_Travail à faire_
A. Indiquez si chacun des énoncés suivants est conforme à l'extrait d'entretien, par oui ou par non, avec la citation exacte qui tranche. (i) A.M. préfère regarder des reproductions dans un livre d'art. (ii) Les réactions les plus violentes aux albums venaient de personnes âgées. (iii) Une fois agrandies, les photos des braguettes sont restées nettes.
B. Transcrivez l'ensemble des lignes du bloc de données en tableau Markdown à deux colonnes, « N° » et « Ligne », sans reprendre les lignes vides.

_Extrait de page_
+ + + + + + +
A.M. : J'aime que le spectateur qui regarde mes œuvres se sente un peu voyeur, pris en faute, en flagrant délit de regarder. Dans l'exposition des Trophées, ]'avais envie que le spectateur soit mis face à l'image de son propre corps, qu'il y découvre des choses grotesques ou ridicules qui le renvoient à lui-même et se sente un peu honteux de regarder. Dans les albums, les gens lisaient un journal qui ne leur était pas adressé et qu'ils ne pouvaient même pas vraiment lire. Avec la frustration de l'objet enfermé dans la vitrine, je crois que j'ai toujours eu envie que le spectateur soit ridicule en regardant... (rires)

F.-C.P. : Tu nous condamnes à regarder par le trou de la serrure ? (rires)

A.M. : Oui, c'est ça, ce serait mon grand souhait. Ce que j'aime par exemple au cinéma, c'est le fait d'être dans le noir. On voit le film pour soi-même, on s'identifie aux personnages, on a peur, on pleure, on rit; c'est cela qui n'existe pas dans les musées... On peut aussi avoir ce rapport égoïste et privilégié avec un livre, même un livre d'art. Je préfère regarder des reproductions dans un livre d'art car j'ai l'impression que l'œuvre est pour moi seule, que je la découvre. Dans les albums et les dossiers dont nous parlions, tout était faux, cela pouvait être la vie de n'importe qui... Seulement si l'on montre les choses qui nous touchent le plus, on s'aperçoit très vite qu'elles sont universelles.

F.-C.P. : Tu ne m as pas dit quelles étaient les réactions des gens face à ton travail ?

A.M. : Parfois très violentes. Certains de ces albums ne passaient jamais et plus curieusement, auprès de gens très jeunes : les enfants aux yeux rayés, par exemple (c'était une série de photos d'enfants dont j'avais rayé le regard avec un stylo à bille) ou les braguettes.

F.-C.P. : Les braguettes ? (rires)

A.M. : Cela se passait dans la rue; je photographiais les braguettes des hommes au téléobjectif, je m'installais à une terrasse de café et je faisais semblant de photographier autre chose... (rires). Cela m'a donné un album. J'essayais d'agrandir ces photos mais tout se décomposait, devenait flou et pour finir, c'était ridicule.

F.-C.P. : il me semble que c'est une constante dans ton travail, cet intérêt pour le détail isolé qui devient étrange ou totalement grotesque et en même temps tout à fait quotidien...

A.M. : Oui, cela m'a finalement toujours intéressée sans vraiment m'en rendre compte. Dès que l'on grossit les choses, elles paraissent ridicules. J'aime l'idée du fragment du détail, comme les gros plans dans les romans-photos.
+ + + + + + +
_Données présentées_
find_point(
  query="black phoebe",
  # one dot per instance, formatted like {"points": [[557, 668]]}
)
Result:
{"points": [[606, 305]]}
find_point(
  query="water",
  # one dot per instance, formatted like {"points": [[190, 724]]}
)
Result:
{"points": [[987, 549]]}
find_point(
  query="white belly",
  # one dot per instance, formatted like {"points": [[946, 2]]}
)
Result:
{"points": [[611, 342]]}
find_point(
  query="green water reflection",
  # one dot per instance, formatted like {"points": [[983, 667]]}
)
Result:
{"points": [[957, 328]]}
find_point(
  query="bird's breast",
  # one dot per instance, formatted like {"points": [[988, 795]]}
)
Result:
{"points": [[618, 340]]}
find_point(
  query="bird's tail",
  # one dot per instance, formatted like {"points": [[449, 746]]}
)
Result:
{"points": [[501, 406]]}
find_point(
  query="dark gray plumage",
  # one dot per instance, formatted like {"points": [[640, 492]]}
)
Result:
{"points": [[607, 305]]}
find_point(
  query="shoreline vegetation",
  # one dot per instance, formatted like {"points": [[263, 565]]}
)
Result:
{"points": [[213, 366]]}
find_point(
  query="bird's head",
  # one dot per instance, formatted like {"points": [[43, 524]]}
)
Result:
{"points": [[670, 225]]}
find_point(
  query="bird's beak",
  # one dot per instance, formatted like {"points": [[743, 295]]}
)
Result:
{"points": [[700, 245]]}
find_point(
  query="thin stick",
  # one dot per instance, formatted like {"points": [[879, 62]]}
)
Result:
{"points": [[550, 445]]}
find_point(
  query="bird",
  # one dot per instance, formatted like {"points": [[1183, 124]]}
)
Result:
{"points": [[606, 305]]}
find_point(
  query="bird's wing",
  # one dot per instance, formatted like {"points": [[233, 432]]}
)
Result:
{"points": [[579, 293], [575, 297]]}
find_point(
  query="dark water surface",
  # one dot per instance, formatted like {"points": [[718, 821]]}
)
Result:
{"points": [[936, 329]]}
+ + + + + + +
_Corrigé de l'exercice_
A.
(i) Oui : « Je préfère regarder des reproductions dans un livre d'art car j'ai l'impression que l'œuvre est pour moi seule ».
(ii) Non : « plus curieusement, auprès de gens très jeunes ».
(iii) Non : « J'essayais d'agrandir ces photos mais tout se décomposait, devenait flou ».

B.
| N° | Ligne |
|---|---|
| 1 | find_point( |
| 2 |   query="black phoebe", |
| 3 |   # one dot per instance, formatted like {"points": [[557, 668]]} |
| 4 | ) |
| 5 | Result: |
| 6 | {"points": [[606, 305]]} |
| 7 | find_point( |
| 8 |   query="water", |
| 9 |   # one dot per instance, formatted like {"points": [[190, 724]]} |
| 10 | ) |
| 11 | Result: |
| 12 | {"points": [[987, 549]]} |
| 13 | find_point( |
| 14 |   query="white belly", |
| 15 |   # one dot per instance, formatted like {"points": [[946, 2]]} |
| 16 | ) |
| 17 | Result: |
| 18 | {"points": [[611, 342]]} |
| 19 | find_point( |
| 20 |   query="green water reflection", |
| 21 |   # one dot per instance, formatted like {"points": [[983, 667]]} |
| 22 | ) |
| 23 | Result: |
| 24 | {"points": [[957, 328]]} |
| 25 | find_point( |
| 26 |   query="bird's breast", |
| 27 |   # one dot per instance, formatted like {"points": [[988, 795]]} |
| 28 | ) |
| 29 | Result: |
| 30 | {"points": [[618, 340]]} |
| 31 | find_point( |
| 32 |   query="bird's tail", |
| 33 |   # one dot per instance, formatted like {"points": [[449, 746]]} |
| 34 | ) |
| 35 | Result: |
| 36 | {"points": [[501, 406]]} |
| 37 | find_point( |
| 38 |   query="dark gray plumage", |
| 39 |   # one dot per instance, formatted like {"points": [[640, 492]]} |
| 40 | ) |
| 41 | Result: |
| 42 | {"points": [[607, 305]]} |
| 43 | find_point( |
| 44 |   query="shoreline vegetation", |
| 45 |   # one dot per instance, formatted like {"points": [[263, 565]]} |
| 46 | ) |
| 47 | Result: |
| 48 | {"points": [[213, 366]]} |
| 49 | find_point( |
| 50 |   query="bird's head", |
| 51 |   # one dot per instance, formatted like {"points": [[43, 524]]} |
| 52 | ) |
| 53 | Result: |
| 54 | {"points": [[670, 225]]} |
| 55 | find_point( |
| 56 |   query="bird's beak", |
| 57 |   # one dot per instance, formatted like {"points": [[743, 295]]} |
| 58 | ) |
| 59 | Result: |
| 60 | {"points": [[700, 245]]} |
| 61 | find_point( |
| 62 |   query="thin stick", |
| 63 |   # one dot per instance, formatted like {"points": [[879, 62]]} |
| 64 | ) |
| 65 | Result: |
| 66 | {"points": [[550, 445]]} |
| 67 | find_point( |
| 68 |   query="bird", |
| 69 |   # one dot per instance, formatted like {"points": [[1183, 124]]} |
| 70 | ) |
| 71 | Result: |
| 72 | {"points": [[606, 305]]} |
| 73 | find_point( |
| 74 |   query="bird's wing", |
| 75 |   # one dot per instance, formatted like {"points": [[233, 432]]} |
| 76 | ) |
| 77 | Result: |
| 78 | {"points": [[579, 293], [575, 297]]} |
| 79 | find_point( |
| 80 |   query="dark water surface", |
| 81 |   # one dot per instance, formatted like {"points": [[718, 821]]} |
| 82 | ) |
| 83 | Result: |
| 84 | {"points": [[936, 329]]} |